*Brief*
Copy out, exactly as given, every line from the line with "plate in this photo." to the end of the listing, both of those lines included.

*Records for the exercise*
+++

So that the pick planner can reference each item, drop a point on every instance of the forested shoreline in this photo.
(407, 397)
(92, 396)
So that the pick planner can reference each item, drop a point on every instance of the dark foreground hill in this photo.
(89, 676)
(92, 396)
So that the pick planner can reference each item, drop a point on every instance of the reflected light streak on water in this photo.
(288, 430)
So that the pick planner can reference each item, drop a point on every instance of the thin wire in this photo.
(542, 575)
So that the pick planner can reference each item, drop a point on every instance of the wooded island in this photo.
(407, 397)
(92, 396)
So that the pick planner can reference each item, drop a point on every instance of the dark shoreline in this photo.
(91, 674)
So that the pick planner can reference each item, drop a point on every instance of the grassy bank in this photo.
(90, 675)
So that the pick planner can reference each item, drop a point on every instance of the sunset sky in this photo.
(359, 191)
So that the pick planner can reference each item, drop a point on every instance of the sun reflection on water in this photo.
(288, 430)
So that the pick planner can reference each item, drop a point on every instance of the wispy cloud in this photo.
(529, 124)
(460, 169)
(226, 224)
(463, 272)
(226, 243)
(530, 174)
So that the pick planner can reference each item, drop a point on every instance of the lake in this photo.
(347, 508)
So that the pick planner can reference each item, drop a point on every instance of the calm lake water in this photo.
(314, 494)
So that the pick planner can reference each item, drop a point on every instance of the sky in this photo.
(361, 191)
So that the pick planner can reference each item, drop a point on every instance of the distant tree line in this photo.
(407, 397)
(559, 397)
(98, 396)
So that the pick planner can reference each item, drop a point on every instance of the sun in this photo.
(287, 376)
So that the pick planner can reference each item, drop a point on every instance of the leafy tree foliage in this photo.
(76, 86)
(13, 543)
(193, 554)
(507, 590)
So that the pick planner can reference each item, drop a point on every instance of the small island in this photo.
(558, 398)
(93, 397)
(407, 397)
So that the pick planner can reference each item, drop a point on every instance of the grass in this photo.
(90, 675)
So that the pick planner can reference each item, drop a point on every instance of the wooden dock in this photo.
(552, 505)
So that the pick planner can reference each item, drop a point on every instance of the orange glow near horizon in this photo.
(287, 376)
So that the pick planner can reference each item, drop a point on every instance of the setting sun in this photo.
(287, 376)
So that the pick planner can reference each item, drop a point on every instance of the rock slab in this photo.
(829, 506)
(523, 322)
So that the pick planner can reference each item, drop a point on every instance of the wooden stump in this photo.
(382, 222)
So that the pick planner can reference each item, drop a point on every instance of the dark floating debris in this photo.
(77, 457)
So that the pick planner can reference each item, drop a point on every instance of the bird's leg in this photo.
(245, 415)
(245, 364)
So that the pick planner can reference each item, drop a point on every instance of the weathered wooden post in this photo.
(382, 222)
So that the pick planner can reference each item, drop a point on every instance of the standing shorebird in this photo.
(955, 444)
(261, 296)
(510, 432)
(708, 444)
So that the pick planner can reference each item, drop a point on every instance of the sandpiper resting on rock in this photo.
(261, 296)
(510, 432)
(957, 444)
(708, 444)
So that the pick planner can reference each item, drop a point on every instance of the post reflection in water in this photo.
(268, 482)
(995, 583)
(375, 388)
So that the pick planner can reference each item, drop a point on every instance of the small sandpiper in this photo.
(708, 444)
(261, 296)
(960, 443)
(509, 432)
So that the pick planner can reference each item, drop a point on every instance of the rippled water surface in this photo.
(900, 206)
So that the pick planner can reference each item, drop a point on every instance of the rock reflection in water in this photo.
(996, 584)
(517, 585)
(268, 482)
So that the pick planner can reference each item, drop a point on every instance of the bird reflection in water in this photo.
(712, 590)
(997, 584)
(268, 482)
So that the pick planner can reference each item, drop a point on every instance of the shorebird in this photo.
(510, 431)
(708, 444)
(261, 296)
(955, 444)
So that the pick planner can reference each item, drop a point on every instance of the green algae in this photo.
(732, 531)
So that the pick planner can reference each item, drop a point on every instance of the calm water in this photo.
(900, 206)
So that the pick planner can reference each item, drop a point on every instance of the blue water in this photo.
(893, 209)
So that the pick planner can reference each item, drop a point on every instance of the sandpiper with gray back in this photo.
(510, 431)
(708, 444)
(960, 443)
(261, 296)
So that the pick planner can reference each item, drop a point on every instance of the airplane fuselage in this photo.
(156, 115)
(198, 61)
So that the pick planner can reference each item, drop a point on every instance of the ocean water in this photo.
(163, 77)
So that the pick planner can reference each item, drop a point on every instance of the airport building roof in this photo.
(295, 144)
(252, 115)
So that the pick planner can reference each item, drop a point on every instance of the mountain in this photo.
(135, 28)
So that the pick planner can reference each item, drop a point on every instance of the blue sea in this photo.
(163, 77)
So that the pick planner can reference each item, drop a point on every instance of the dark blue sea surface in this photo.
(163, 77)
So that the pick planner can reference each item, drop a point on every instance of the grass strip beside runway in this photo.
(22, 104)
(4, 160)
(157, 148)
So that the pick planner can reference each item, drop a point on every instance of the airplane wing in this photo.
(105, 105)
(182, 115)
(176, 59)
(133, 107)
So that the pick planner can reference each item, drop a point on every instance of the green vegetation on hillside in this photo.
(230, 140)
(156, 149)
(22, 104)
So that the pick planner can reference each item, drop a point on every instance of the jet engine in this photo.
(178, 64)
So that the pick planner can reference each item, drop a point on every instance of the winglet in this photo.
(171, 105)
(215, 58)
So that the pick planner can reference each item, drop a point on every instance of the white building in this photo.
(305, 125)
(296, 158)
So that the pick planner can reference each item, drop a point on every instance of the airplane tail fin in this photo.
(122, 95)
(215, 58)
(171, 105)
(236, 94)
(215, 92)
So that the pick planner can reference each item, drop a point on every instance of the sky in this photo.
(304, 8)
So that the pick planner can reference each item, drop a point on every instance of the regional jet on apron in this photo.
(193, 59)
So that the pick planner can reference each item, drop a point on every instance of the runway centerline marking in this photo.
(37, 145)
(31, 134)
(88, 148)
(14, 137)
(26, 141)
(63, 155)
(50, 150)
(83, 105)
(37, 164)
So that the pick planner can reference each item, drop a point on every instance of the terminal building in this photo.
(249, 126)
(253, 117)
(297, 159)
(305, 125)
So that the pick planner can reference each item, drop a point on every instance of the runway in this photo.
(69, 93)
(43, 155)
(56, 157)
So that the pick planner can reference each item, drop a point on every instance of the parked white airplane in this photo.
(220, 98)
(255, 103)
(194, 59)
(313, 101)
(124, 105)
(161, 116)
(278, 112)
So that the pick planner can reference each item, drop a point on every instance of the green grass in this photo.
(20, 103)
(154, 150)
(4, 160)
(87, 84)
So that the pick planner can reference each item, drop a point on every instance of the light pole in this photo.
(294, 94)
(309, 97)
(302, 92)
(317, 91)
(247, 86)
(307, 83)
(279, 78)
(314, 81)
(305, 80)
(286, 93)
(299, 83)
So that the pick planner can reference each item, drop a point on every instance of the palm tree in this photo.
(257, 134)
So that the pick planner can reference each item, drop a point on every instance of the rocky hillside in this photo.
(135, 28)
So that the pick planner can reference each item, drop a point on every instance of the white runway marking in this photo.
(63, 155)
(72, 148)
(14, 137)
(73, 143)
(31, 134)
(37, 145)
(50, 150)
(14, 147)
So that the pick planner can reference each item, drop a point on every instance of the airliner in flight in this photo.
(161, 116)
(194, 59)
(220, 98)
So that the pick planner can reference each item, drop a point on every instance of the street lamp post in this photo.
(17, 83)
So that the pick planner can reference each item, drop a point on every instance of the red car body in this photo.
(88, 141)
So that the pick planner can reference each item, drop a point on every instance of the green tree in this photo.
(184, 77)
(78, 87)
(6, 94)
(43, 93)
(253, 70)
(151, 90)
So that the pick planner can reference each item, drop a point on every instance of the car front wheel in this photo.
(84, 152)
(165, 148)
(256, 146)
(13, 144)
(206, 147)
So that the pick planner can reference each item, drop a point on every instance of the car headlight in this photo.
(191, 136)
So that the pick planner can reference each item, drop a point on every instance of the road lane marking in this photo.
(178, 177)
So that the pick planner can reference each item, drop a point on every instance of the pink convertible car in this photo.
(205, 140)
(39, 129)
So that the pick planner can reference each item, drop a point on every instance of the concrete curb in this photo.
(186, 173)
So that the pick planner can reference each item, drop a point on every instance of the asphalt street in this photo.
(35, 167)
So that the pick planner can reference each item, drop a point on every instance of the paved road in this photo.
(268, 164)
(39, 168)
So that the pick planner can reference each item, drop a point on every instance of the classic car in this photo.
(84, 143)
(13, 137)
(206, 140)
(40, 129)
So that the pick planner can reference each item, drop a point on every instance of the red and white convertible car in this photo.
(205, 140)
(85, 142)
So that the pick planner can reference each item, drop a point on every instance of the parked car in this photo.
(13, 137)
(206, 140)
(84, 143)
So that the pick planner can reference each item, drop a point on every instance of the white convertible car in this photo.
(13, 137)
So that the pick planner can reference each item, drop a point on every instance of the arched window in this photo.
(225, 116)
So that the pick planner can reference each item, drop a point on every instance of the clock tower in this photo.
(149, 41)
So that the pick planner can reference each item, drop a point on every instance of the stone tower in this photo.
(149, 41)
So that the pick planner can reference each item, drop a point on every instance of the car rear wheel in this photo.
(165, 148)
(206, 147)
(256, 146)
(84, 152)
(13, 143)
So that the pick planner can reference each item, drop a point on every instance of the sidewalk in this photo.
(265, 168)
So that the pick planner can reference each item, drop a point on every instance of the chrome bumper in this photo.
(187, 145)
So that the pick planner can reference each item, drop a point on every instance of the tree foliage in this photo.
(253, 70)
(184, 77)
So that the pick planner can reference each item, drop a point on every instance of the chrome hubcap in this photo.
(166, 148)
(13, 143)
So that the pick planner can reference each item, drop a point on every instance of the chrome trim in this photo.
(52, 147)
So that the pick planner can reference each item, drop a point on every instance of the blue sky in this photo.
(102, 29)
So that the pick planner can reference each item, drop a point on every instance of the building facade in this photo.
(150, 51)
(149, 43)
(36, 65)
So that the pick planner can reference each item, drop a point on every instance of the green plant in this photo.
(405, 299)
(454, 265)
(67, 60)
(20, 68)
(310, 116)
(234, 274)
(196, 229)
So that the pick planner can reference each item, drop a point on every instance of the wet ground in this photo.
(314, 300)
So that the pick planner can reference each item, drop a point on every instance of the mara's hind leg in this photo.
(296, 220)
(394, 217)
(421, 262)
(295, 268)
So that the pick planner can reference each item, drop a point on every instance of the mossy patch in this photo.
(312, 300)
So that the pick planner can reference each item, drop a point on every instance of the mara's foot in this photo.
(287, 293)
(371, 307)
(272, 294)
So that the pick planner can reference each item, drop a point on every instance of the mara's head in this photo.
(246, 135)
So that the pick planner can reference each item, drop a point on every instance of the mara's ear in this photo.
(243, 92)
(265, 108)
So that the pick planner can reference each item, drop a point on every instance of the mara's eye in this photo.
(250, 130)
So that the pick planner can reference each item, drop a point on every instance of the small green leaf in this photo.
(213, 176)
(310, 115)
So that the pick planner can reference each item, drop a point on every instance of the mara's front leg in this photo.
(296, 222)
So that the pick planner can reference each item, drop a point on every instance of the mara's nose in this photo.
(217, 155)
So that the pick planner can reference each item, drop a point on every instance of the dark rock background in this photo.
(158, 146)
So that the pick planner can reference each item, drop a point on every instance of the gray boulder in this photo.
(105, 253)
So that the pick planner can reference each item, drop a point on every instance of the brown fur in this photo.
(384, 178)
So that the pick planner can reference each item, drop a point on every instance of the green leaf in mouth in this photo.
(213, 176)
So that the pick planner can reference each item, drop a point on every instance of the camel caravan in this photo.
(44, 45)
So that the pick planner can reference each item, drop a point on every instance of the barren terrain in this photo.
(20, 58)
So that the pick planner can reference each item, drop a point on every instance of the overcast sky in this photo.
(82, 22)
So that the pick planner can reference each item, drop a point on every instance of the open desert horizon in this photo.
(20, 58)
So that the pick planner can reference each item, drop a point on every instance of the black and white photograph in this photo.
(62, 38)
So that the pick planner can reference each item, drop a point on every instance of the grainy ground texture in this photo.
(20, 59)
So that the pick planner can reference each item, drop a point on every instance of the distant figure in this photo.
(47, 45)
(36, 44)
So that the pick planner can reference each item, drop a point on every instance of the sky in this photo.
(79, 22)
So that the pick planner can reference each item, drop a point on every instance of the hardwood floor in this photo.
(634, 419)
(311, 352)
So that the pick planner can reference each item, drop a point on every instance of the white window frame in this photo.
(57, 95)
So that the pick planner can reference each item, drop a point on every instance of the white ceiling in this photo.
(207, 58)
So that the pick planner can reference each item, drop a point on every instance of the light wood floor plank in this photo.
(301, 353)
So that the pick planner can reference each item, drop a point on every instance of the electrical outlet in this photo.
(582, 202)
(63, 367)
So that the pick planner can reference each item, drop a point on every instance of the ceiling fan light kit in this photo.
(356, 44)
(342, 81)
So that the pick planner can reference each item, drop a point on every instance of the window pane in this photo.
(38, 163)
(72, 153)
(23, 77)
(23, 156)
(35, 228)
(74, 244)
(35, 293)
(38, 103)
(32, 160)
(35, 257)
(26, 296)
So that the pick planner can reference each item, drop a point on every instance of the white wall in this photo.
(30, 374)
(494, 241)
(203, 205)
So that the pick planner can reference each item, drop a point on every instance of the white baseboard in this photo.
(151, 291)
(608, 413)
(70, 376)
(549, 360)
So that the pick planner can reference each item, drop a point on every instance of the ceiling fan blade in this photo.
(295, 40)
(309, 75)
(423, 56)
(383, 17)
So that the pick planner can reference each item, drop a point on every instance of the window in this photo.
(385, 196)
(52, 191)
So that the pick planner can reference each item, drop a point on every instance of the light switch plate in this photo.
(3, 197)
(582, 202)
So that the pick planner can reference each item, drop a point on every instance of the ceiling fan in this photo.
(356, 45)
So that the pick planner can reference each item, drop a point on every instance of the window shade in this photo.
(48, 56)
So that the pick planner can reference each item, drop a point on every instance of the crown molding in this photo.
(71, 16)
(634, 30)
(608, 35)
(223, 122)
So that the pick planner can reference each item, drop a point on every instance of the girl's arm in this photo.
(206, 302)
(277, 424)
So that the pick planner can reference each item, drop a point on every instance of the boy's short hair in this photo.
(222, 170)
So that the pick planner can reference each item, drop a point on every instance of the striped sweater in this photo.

+++

*Written solution*
So that the pick planner can reference each item, drop a point on every instance of the light switch plate in this photo.
(3, 197)
(582, 202)
So that the pick planner can reference each item, drop a point on every instance of the ceiling fan in this photo.
(356, 45)
So that the pick planner can reference each item, drop a point on every instance of the window shade in this photo.
(48, 56)
So that the pick planner can reference each item, drop a point on every instance of the crown molding in this photo.
(71, 16)
(634, 30)
(608, 35)
(223, 122)
So that the pick planner can reference each item, drop a point on every instance of the girl's arm in this photo.
(206, 302)
(277, 424)
So that the pick planner can reference each item, drop a point on every instance of the boy's short hair in this photo.
(222, 170)
So that the pick planner can reference each item, drop a point on every instance of the striped sweater in this photo.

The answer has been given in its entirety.